=== Listed records ===

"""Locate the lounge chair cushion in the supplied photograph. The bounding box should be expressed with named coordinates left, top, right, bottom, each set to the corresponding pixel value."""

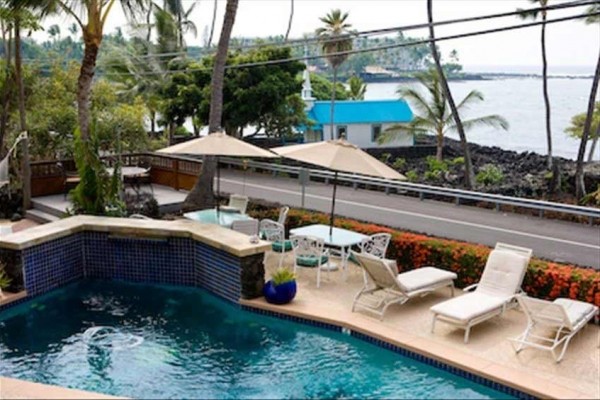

left=554, top=298, right=598, bottom=327
left=296, top=256, right=328, bottom=267
left=394, top=264, right=456, bottom=293
left=431, top=292, right=508, bottom=322
left=272, top=240, right=292, bottom=253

===

=== Exercise goal ===
Rescale all these lines and give them again, the request included, with every coordinate in the answers multiplied by 1.8 and rounded to a whole number, halves going up. Leave the picture out of what you write.

=== Solution to this exercise ===
"""Locate the lounge chair cushion in the supplied photograph. The bounding box should be expressed with named coordinates left, top, right, bottom, each set to the corresponding pixel value."""


left=997, top=536, right=1076, bottom=589
left=533, top=461, right=590, bottom=481
left=709, top=475, right=821, bottom=527
left=776, top=526, right=914, bottom=580
left=490, top=432, right=526, bottom=455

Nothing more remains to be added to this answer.